** start **

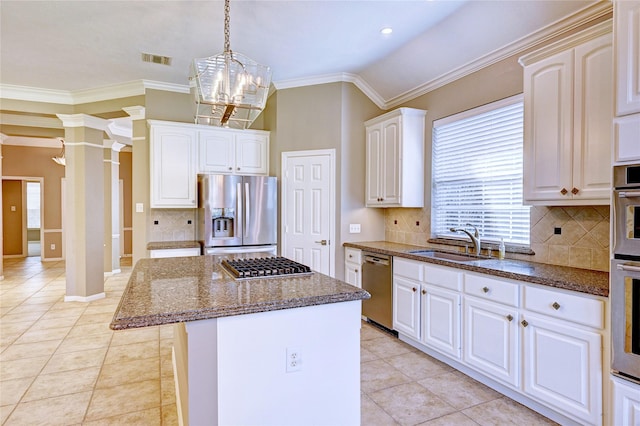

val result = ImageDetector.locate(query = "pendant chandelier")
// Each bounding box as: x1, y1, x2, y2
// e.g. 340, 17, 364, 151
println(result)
189, 0, 271, 129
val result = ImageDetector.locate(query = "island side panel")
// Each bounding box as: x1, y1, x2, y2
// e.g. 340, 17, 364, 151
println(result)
176, 300, 361, 426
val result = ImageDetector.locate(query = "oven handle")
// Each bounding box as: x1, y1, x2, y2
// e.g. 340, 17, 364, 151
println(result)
617, 264, 640, 272
618, 191, 640, 198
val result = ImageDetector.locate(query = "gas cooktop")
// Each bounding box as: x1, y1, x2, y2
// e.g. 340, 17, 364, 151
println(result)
221, 257, 313, 279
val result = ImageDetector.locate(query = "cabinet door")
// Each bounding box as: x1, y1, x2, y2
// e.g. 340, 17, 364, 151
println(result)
613, 0, 640, 116
613, 113, 640, 163
523, 50, 573, 201
365, 125, 382, 206
567, 34, 613, 204
380, 117, 402, 205
522, 313, 602, 424
234, 133, 269, 175
198, 130, 236, 174
393, 276, 420, 340
344, 262, 362, 288
150, 126, 197, 208
463, 296, 520, 386
421, 285, 460, 359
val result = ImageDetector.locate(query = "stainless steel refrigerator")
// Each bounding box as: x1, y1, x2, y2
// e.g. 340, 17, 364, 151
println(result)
197, 175, 278, 255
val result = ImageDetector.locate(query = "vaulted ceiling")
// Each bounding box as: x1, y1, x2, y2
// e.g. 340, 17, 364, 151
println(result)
0, 0, 608, 108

** end **

- **What is required**
Extract the records verbatim, starting at the beginning and ending at the line containing "221, 257, 313, 279", both included. Omit the pictures from the output.

- **In response**
val result = ImageDetector.locate(query = "pendant chandelier")
// Each bounding box as: x1, y1, x2, y2
// e.g. 340, 17, 364, 151
println(result)
189, 0, 271, 129
val result = ImageDetector.locate(query = "island side panel")
// Each bounding box as: x1, y1, x2, y2
// e.g. 340, 17, 364, 151
println(result)
176, 300, 361, 426
val result = ImageDetector.locate(query = "oven handle")
// Each bounding box as: x1, y1, x2, y2
// e.g. 340, 17, 364, 151
println(result)
617, 264, 640, 272
618, 191, 640, 198
val result = ImageDetector.locate(query = "gas cooktop")
// Each bounding box as: x1, y1, x2, y2
// e.g. 340, 17, 364, 151
println(result)
221, 257, 313, 279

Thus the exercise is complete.